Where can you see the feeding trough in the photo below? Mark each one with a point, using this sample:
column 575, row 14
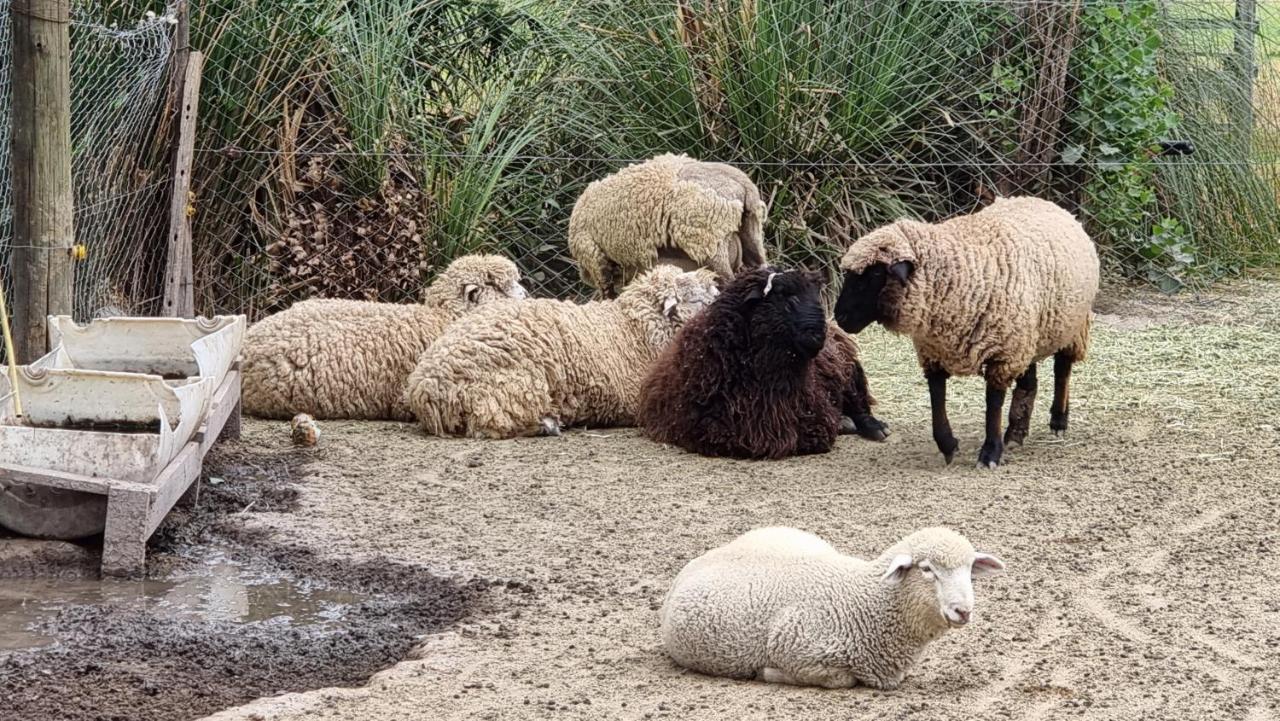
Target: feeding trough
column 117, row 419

...

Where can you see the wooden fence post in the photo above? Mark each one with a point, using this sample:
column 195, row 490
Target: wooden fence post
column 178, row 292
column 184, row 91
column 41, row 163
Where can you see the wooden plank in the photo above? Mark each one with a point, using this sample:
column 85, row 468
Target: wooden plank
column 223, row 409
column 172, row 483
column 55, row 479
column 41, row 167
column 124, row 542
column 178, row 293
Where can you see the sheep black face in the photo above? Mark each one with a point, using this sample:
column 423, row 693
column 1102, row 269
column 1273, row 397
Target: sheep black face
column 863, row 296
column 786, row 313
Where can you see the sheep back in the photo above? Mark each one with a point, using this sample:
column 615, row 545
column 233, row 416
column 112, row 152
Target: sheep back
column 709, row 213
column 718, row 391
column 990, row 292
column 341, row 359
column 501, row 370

Aim of the exercise: Using the listing above, return word for word each line from the one that has "column 1102, row 269" through the one that has "column 112, row 152", and no line outside that range.

Solution for this task:
column 1102, row 269
column 1273, row 397
Target: sheep black face
column 863, row 296
column 786, row 313
Where can you see the sheep back in the photo above? Mark each one with a point, using this sample:
column 615, row 545
column 233, row 416
column 112, row 152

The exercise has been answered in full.